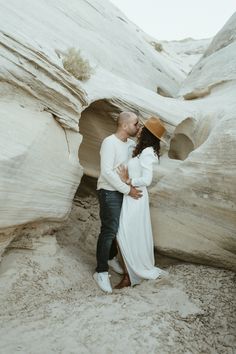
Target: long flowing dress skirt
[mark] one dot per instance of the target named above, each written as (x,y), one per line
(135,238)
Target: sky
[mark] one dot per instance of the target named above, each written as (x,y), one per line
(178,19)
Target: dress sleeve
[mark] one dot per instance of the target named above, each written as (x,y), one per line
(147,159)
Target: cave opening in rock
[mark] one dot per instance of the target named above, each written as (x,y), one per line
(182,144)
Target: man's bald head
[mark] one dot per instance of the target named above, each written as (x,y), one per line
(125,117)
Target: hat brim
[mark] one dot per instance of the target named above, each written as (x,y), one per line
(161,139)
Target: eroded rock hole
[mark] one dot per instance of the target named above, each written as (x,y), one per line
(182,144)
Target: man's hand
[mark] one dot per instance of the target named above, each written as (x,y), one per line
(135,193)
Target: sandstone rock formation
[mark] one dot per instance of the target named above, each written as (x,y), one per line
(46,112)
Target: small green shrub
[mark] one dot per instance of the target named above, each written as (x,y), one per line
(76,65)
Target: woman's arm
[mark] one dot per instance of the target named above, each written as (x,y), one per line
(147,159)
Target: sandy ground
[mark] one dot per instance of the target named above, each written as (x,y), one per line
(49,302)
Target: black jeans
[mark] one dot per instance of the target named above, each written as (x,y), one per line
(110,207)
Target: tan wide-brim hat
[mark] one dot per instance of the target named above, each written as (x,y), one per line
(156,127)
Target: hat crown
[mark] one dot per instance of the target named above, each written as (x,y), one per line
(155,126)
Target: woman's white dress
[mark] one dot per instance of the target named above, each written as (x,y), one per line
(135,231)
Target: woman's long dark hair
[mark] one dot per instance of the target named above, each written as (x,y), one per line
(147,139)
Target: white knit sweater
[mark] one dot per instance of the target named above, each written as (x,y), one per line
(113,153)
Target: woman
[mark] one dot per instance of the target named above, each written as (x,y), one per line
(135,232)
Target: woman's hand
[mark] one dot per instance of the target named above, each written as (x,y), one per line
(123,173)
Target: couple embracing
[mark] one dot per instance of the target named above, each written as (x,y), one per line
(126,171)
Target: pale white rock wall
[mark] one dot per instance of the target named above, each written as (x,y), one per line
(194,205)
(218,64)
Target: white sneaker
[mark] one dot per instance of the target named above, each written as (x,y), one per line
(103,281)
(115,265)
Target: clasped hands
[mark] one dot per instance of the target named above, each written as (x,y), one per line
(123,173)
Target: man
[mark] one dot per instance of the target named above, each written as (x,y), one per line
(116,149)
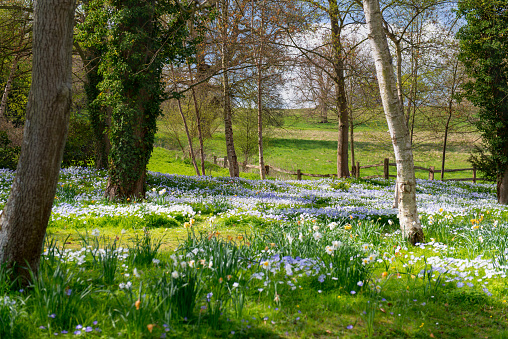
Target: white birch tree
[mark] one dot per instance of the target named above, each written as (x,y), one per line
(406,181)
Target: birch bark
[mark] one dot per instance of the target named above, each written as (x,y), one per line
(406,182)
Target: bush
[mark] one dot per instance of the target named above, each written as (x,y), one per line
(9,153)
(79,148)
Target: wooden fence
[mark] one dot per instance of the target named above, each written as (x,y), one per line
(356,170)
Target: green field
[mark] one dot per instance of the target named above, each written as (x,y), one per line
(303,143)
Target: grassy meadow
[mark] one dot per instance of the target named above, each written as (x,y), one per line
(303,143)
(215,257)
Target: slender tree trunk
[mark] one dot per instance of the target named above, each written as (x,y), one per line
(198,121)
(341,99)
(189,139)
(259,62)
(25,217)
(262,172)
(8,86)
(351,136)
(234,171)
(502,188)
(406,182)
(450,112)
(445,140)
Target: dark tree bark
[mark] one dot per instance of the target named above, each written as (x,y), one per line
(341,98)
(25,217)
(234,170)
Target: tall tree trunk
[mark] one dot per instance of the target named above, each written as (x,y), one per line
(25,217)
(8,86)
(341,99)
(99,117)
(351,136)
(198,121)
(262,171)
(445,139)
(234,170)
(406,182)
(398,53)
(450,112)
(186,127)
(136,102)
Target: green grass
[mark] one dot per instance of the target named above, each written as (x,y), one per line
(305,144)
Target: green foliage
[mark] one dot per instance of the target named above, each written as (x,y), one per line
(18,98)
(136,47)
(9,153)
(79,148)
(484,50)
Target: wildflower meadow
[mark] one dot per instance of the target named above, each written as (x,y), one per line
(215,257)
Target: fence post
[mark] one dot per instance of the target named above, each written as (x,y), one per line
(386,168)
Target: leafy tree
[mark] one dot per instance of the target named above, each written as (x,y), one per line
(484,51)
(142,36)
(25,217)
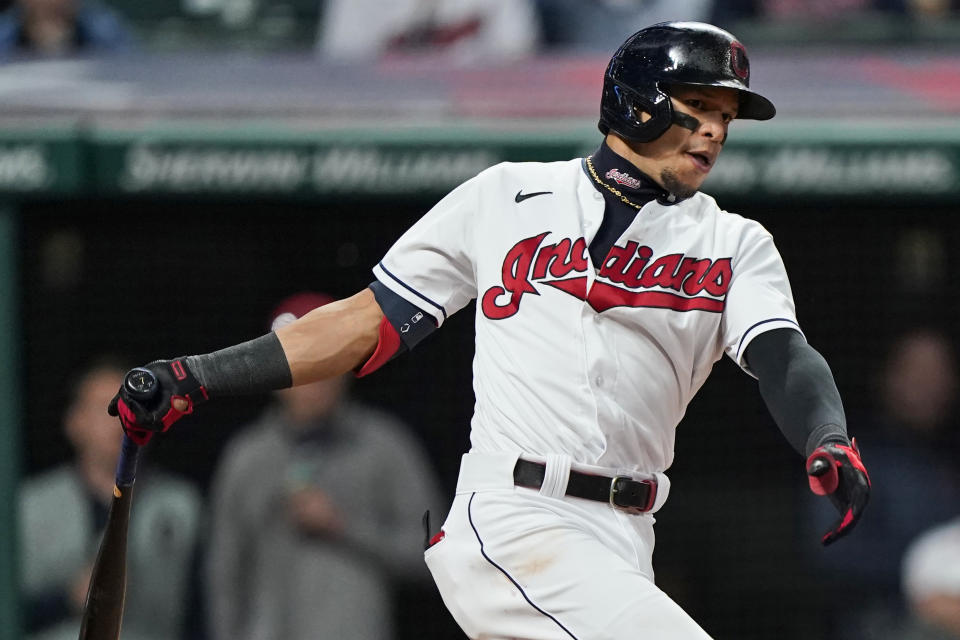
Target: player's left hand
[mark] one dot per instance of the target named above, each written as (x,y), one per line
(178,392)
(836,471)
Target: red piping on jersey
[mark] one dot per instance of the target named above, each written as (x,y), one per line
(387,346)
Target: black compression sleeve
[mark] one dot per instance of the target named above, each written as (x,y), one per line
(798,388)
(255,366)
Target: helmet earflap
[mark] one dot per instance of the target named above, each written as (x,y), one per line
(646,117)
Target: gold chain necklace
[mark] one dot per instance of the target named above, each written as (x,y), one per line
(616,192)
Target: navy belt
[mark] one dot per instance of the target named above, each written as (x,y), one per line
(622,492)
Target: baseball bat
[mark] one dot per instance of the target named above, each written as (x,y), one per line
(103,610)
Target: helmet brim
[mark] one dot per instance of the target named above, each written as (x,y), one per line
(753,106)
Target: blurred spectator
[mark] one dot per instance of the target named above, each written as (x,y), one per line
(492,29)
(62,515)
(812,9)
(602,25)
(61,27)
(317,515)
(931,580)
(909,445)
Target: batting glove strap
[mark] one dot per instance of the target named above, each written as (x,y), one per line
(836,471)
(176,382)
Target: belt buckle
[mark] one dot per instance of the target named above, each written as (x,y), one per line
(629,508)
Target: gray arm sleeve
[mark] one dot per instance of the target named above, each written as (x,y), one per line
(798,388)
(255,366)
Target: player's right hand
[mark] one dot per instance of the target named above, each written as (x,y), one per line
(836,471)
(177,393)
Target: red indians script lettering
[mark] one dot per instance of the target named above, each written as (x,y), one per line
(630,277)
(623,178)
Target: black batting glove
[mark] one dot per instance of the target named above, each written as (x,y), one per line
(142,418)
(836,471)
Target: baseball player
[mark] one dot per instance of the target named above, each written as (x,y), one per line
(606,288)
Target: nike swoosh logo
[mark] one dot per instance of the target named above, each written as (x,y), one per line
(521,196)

--------------------------------

- Aim:
Your task is to transcribe the line containing "Target: belt buckle" and every line after it, through the last line of the data, exactly as written and with nothing more.

- Finished answer:
Target: belt buckle
[mark] one dot per instance of the target named above, each written as (x,y), one per line
(629,508)
Target: gray arm sleeve
[mark] one dot per instance of the target named above, each written as (x,y), one per line
(798,388)
(255,366)
Target: player's right hand
[mark] one dot per instance of the target named above, each written as (x,y), one per line
(836,471)
(177,393)
Target: red indians script lettering
[mark] one dot per instance of the target named above, each written as (x,y), one per line
(630,277)
(623,178)
Target: black batting glove
[mark] one dot per instance of the target named above, each written as (x,y), one per line
(142,418)
(836,471)
Target: baseball player
[mark] one dot per instance of the target named above, each written as (x,y), one per line
(606,288)
Target: nike swoosh logo
[mark] one dot per instance of the target named above, each written as (x,y), one per line
(521,196)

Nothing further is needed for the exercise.